Task brief:
Continue the email about the AD9154 DAC and its clocking, starting right after its final sentence.
— Begin Article —
Hi Robert,

This is very nice work, thanks for the detailed write-up.  It seems that this 
gateware design would cover just about any use case for high-bandwidth two-tone 
designs.  To Dave L's question, there are already interpolation filters with 
sharp cutoffs in the AD9154 to eliminate Nyquist images if desired; I have done 
some measurements on the AD9154 hardware and they work quite well, up to what 
the datasheet says (~85 dB image rejection in the stopband, which would take us 
effectively to the noise floor of the outputs generated by the gateware Robert 
demonstrates).  TI gives the filter coefficients for their FIR filters in the 
datasheets; you might be able to email Analog Devices and ask them for the 
filter coefficients for the AD9154, and this would allow you to evaluate the 
phase and amplitude response vs your needs.

It does highlight the need for the DAC clock to be programmable over a wide 
range, from ~800 MHz up to 2.4 GHz (this is most important for Greg and Tom to 
be thinking about).  If we are feeding the DAC with samples at the max rate of 
1.096 GHz, for any signal above ~500 MHz (depending on what spur performance 
you demand) you can't use the interpolation modes unless you are willing to 
sacrifice half your channels and use the IQ modulator for digital upconversion. 
 However, operating the DAC in "mix mode" with no interpolation at 1.096 GHz 
DAC clock (and 1.096 GHz data clock) would allow the generation of tones of 
reasonable amplitude between ~600 MHz and ~1.5 GHz, provided one uses analog 
filters on the output of the DACs to eliminate the undesired Nyquist images.  
For signals higher than ~1.5 GHz (basically for hyperfine qubit microwave drive 
for species other than 9Be+), we can either use analog frequency multipliers 
after the reconstruction filters, or sacrifice half of the output channels.  
Using only half of the output channels, we can use the internal IQ modulation 
for coarse frequency shifting (allowing for output signals up to ~3.5 GHz) or 
use them to generate IQ pairs for an analog IQ modulator on the DAC analog 
daughtercard.
— End Article —
— Begin Stored data —
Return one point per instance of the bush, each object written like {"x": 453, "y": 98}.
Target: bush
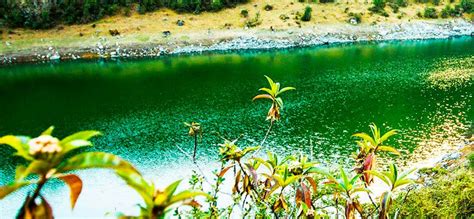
{"x": 449, "y": 195}
{"x": 467, "y": 6}
{"x": 394, "y": 7}
{"x": 356, "y": 16}
{"x": 401, "y": 3}
{"x": 268, "y": 7}
{"x": 307, "y": 14}
{"x": 47, "y": 14}
{"x": 254, "y": 21}
{"x": 379, "y": 4}
{"x": 446, "y": 12}
{"x": 430, "y": 13}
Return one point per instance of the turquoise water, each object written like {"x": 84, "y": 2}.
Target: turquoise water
{"x": 140, "y": 106}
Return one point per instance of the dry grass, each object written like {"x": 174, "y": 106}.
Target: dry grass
{"x": 149, "y": 27}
— End Stored data —
Written response:
Best,
Daniel

> -----Original Message-----
> From: Robert Jördens [mailto:r...@m-labs.hk]
> Sent: Sunday, July 31, 2016 5:32 AM
> To: artiq@lists.m-labs.hk; Jonathan Mizrahi <jmizr...@umd.edu>; Sébastien
> Bourdeauducq <s...@m-labs.hk>; Joe Britton <joe.britton....@gmail.com>;
> Slichter, Daniel H. (Fed) <daniel.slich...@nist.gov>; Leibrandt, David R. 
> (Fed)
> <david.leibra...@nist.gov>; Allcock, David T. (IntlAssoc)
> <david.allc...@nist.gov>; Ken Brown <ken.br...@chemistry.gatech.edu>
> Subject: Re: DSP gateware
> 
> Hello,
> 
> to fuel the discussion and planning of the smart arbitrary waveform
> generator requirements for the different applications, I did another
> extended design study for the proposed ARTIQ/Sayma DSP gateware and
> signal flow, looking at actual signal quality, resource usage and possible
> parametrizations.
> 
> This time, take the following parametrization of a channel's output o:
> 
> z = (a1*exp(i*(f1*t+p1)) + a2*exp(i*(f2*t+p2))) * exp(i*(f0*t+p0)) o = u +
> b*Re(z) + c*Im(z_buddy)
> 
> * u and a are 16 bit cubic spline inteprolators
> * p are 16 bit constant (non-) interpolators
> * f are 48 bit linear interpolators
> * z_buddy refers to the (complex, IQ) z data coming from each channel's
> "buddy" channel, ignore it for now
> * b, c are switches (with values 0 or 1) that allow a bunch of different
> configurations, ignore them for now
> * all spline interpolators (u, a, f, p) sample at 200 MHz
> * the f1/p1 and f2/p2 oscillators sample at 200 MHz and their data is fed to
> the f0/p0 oscillator without interpolation
> * the f0/p0 oscillator samples at 8*200 MHz = 1.6 GHz
> * data width is at least 16 bit everywhere
> 
> This setup can -- for example -- generate a two-tone signal at 162 MHz and
> 238 MHz by setting f0=157 MHz, f1=5 MHz, f2=81 MHz. The attached plot has
> the data and the spectrum from a bit-accurate simulation of the full FPGA
> gateware. Units are "natural" (sample rate=1, full
> scale=1): the relevant tones are close to 0.1 and 0.15 sample rate.
> Output amplitude is below clipping.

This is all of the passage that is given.